■ Exercise prompt ■
Without including any picture, copy the entries that follow word for word.

■ Source material ■

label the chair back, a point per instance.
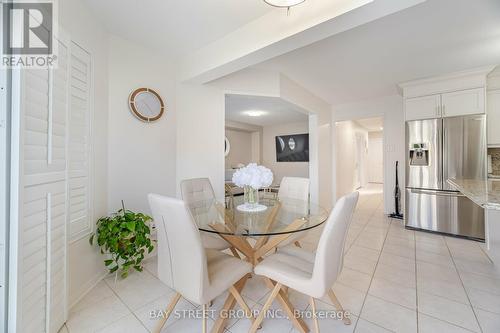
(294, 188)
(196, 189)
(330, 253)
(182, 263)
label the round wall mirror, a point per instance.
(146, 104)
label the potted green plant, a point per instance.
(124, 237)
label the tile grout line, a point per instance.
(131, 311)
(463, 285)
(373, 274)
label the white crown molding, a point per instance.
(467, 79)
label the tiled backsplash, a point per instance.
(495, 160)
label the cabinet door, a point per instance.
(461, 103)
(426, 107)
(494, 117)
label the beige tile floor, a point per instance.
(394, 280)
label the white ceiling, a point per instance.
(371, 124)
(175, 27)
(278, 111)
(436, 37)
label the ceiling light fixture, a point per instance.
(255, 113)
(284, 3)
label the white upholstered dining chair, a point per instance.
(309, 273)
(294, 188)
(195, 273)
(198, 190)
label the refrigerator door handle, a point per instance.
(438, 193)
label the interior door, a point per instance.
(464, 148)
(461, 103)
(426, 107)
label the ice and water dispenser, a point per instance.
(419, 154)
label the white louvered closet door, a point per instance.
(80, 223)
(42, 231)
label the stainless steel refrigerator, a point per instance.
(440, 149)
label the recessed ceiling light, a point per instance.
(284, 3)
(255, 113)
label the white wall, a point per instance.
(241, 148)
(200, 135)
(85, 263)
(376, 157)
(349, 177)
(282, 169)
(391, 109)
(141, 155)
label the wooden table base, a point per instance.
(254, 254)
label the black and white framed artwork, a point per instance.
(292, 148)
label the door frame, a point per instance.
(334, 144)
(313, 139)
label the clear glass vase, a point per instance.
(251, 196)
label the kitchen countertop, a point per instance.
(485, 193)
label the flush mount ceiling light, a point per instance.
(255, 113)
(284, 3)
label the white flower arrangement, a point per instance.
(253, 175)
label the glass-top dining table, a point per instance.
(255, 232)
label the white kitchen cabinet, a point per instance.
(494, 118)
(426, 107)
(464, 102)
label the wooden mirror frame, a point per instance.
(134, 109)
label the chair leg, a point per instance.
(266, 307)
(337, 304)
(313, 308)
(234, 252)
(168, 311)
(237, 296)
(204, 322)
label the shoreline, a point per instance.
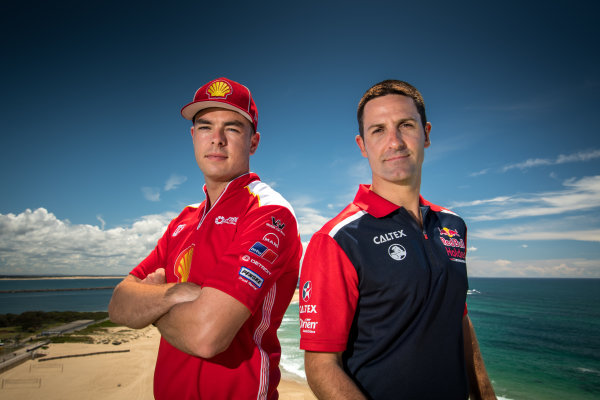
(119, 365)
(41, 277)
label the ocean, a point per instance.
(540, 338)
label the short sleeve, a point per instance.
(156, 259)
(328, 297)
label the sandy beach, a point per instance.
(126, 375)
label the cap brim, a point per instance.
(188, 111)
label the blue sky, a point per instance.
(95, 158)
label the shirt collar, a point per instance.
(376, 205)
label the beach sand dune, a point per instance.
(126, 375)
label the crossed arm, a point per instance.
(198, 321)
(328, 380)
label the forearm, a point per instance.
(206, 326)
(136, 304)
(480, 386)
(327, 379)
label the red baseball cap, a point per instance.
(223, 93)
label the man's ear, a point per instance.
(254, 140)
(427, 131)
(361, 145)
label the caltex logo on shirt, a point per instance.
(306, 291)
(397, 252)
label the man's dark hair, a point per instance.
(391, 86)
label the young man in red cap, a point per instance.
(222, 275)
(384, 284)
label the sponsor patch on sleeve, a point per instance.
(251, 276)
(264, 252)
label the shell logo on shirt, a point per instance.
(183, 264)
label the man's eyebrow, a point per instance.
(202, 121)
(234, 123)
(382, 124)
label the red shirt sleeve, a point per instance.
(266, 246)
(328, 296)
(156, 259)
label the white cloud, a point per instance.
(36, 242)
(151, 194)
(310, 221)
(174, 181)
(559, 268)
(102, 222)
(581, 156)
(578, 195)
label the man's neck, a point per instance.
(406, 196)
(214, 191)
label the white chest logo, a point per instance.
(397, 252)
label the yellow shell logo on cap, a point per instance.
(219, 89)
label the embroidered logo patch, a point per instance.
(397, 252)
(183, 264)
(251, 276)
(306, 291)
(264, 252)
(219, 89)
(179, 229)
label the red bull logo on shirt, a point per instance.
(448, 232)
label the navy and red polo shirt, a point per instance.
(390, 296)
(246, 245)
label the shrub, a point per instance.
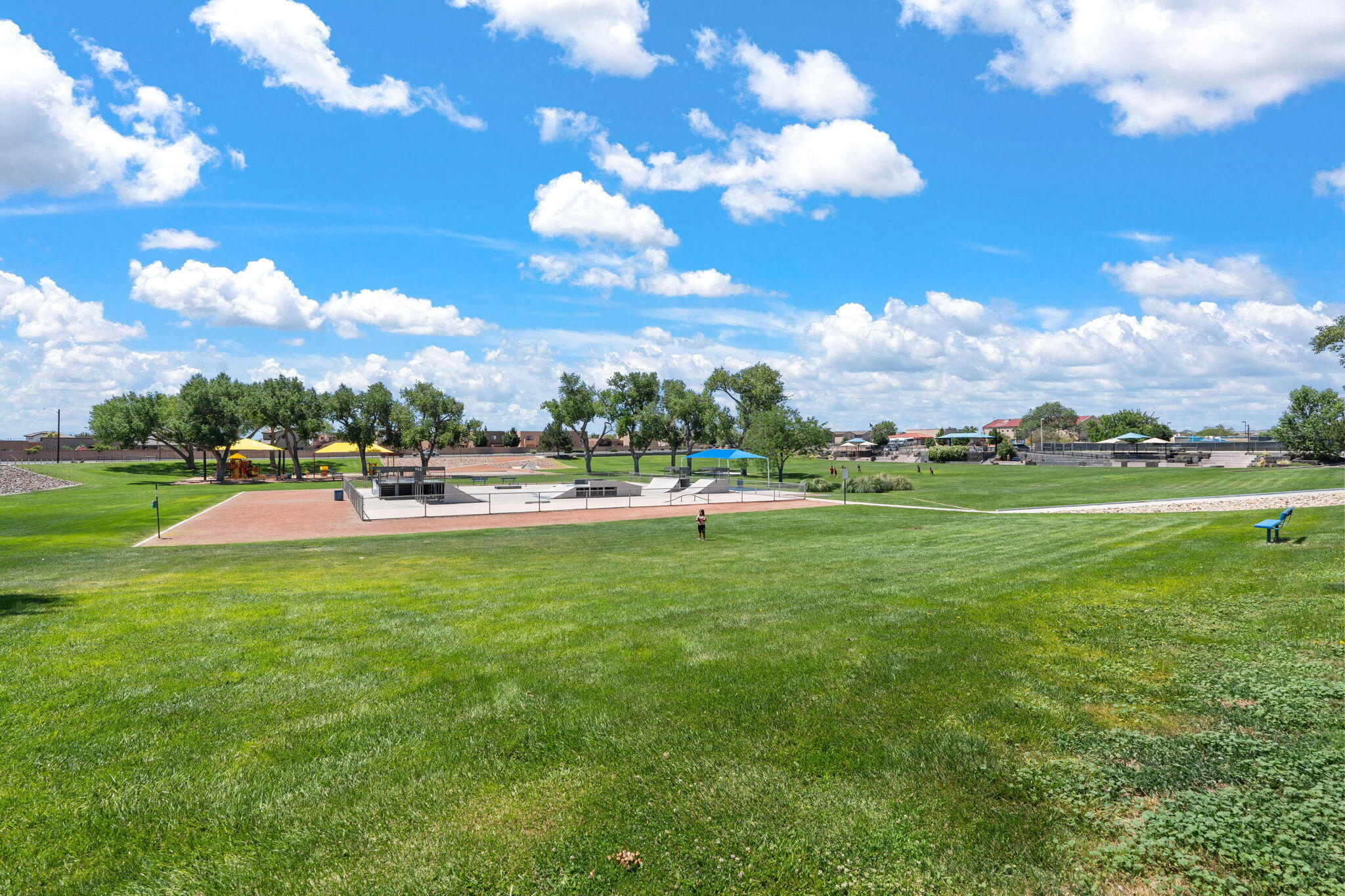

■ Expected output ■
label the chair back, a point per instance.
(294, 188)
(196, 189)
(330, 253)
(182, 263)
label the round wall mirror, a point per instance.
(146, 104)
label the potted green plant, a point per instance.
(124, 237)
label the tile grout line, a point per instance.
(131, 311)
(463, 285)
(373, 274)
label the white crown molding, a point per instance.
(467, 79)
label the tiled backsplash, a point per instance.
(495, 160)
label the cabinet door, a point per instance.
(461, 103)
(426, 107)
(494, 117)
label the beige tile floor, a point per instance.
(394, 280)
label the white ceiling, a point per instance.
(371, 124)
(175, 27)
(278, 111)
(436, 37)
label the ceiling light fixture, a point per instance.
(255, 113)
(284, 3)
label the white upholstered dining chair, a point per instance.
(309, 273)
(294, 188)
(195, 273)
(198, 190)
label the refrigerator door handle, a point per instance.
(438, 193)
label the interior door, a point per instance.
(464, 148)
(461, 103)
(426, 107)
label the ice and water dispenser, a point per instance.
(419, 154)
label the white louvered closet door, a point per instance.
(80, 223)
(42, 231)
label the stainless steel refrigerator, a point per instance.
(440, 149)
label the recessed ceiling light, a point per instance.
(284, 3)
(255, 113)
label the white wall, a point per instance.
(241, 148)
(200, 135)
(85, 263)
(376, 157)
(349, 177)
(282, 169)
(391, 109)
(141, 155)
label the wooden table base, a point per instance.
(254, 254)
label the black and white framed artwork, a point per instance.
(292, 148)
label the door frame, a point per instance.
(334, 144)
(313, 139)
label the clear glass vase, a point per instance.
(251, 196)
label the kitchen countertop, a point per instance.
(485, 193)
label the flush mount ceiling light, a point per instance.
(255, 113)
(284, 3)
label the white flower arrangement, a point per instance.
(253, 175)
label the glass-top dining table, a point per instance.
(255, 232)
label the white kitchen cabinet, a point per instance.
(494, 118)
(426, 107)
(464, 102)
label the wooden mirror frame, a point per instance.
(134, 109)
label the chair leg, a point per instance.
(266, 307)
(337, 304)
(313, 308)
(234, 252)
(168, 311)
(237, 296)
(204, 322)
label the shoreline, a point per instance.
(119, 365)
(41, 277)
label the ocean, a point per instance.
(540, 338)
label the short sleeve, a point per instance.
(156, 259)
(328, 297)
label the sandy beach, a point per instance.
(126, 375)
label the cap brim, a point per instance.
(188, 111)
label the blue sky, a point per instance.
(95, 158)
label the shirt collar, a point per instance.
(376, 205)
label the beach sand dune, a point per instance.
(126, 375)
label the crossed arm, a point per instance.
(198, 321)
(328, 380)
label the forearm, a point per instance.
(206, 326)
(136, 304)
(480, 386)
(327, 379)
label the red baseball cap, a point per instance.
(223, 93)
label the man's ear, a point per instance.
(254, 140)
(427, 131)
(361, 145)
label the caltex logo on shirt, a point per instance.
(306, 291)
(397, 252)
label the man's dark hair, a point per instance.
(391, 86)
label the young man in red cap, a point per instance.
(222, 275)
(384, 284)
label the sponsor patch on sleeve, a point per instance.
(251, 276)
(264, 252)
label the shell logo on shirt, a point per instance.
(183, 264)
label the man's eyebrow, a point per instance.
(202, 121)
(234, 123)
(382, 124)
label the red shirt sleeve, a point per instance.
(266, 246)
(328, 296)
(156, 259)
label the white cloud, a point per instance.
(36, 242)
(151, 194)
(310, 221)
(174, 181)
(559, 268)
(102, 222)
(581, 156)
(578, 195)
label the man's neck, a point per instance.
(406, 196)
(214, 191)
label the white chest logo, a point per instance.
(397, 252)
label the yellow shell logo on cap, a point per instance.
(219, 89)
label the embroidered logo patch, a point per instance.
(397, 252)
(183, 264)
(251, 276)
(306, 291)
(264, 252)
(219, 89)
(179, 229)
label the red bull logo on shirt, a point per instance.
(448, 232)
label the navy and red polo shirt, a point per instance.
(390, 296)
(246, 245)
label the shrub, a point per instance.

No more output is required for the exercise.